- WHAT IS REQUIRED -
Search the entries below for the word "wristwatch" and copy each line that has it.

*** ENTRIES SHOWN Section Begins ***

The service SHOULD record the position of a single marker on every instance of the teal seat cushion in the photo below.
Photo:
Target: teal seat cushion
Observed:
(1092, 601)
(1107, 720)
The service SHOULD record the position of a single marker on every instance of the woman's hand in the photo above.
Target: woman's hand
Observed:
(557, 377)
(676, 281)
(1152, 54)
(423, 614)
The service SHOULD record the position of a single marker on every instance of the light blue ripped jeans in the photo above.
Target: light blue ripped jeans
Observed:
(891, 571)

*** ENTRIES SHOWN Section Ends ***
*** ENTRIES SHOWN Section Begins ***

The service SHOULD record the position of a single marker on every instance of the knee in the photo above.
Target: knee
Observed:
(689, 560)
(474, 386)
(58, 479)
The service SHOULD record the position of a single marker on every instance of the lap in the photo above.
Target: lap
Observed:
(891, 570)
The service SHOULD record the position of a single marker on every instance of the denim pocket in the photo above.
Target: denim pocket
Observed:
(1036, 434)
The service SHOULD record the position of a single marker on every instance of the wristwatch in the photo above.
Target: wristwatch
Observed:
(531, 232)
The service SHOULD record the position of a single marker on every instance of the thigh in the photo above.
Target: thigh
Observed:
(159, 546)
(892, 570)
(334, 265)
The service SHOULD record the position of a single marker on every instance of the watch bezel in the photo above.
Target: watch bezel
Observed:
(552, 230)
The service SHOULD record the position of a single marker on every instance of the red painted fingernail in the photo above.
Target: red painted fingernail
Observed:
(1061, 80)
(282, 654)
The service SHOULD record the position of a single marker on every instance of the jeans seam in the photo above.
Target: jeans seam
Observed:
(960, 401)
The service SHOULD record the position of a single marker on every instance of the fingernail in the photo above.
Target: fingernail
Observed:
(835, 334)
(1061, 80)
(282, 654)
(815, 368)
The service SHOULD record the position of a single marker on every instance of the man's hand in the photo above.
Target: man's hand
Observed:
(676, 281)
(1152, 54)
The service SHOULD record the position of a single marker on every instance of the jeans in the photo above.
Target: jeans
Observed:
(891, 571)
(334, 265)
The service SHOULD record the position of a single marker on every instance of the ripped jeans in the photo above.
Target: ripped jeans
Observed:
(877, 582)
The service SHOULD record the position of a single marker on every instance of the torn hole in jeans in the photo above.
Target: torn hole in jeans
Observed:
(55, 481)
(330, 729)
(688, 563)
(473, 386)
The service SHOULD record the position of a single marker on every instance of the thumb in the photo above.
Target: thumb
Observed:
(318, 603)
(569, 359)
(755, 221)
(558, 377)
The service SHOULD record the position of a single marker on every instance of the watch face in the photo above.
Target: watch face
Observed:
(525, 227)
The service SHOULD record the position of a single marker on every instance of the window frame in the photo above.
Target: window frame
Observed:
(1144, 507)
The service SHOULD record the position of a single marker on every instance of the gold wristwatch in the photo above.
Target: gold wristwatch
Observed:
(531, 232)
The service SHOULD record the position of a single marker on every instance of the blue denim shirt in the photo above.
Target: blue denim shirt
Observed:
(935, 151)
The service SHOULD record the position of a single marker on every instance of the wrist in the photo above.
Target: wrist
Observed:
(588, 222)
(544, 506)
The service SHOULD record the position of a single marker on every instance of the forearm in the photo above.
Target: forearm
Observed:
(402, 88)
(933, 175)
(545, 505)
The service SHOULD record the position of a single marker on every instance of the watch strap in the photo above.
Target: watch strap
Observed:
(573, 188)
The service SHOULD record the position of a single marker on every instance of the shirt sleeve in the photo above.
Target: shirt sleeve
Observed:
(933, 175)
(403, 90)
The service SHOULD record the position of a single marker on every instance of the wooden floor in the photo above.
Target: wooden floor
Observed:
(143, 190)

*** ENTRIES SHOWN Section Ends ***

- WRITTEN ANSWER -
The service SHOULD record the position of a single marker on every instance of the wristwatch in the photo above.
Target: wristwatch
The service SHOULD record the position of a single marker on every instance of the gold wristwatch in the photo above.
Target: gold wristwatch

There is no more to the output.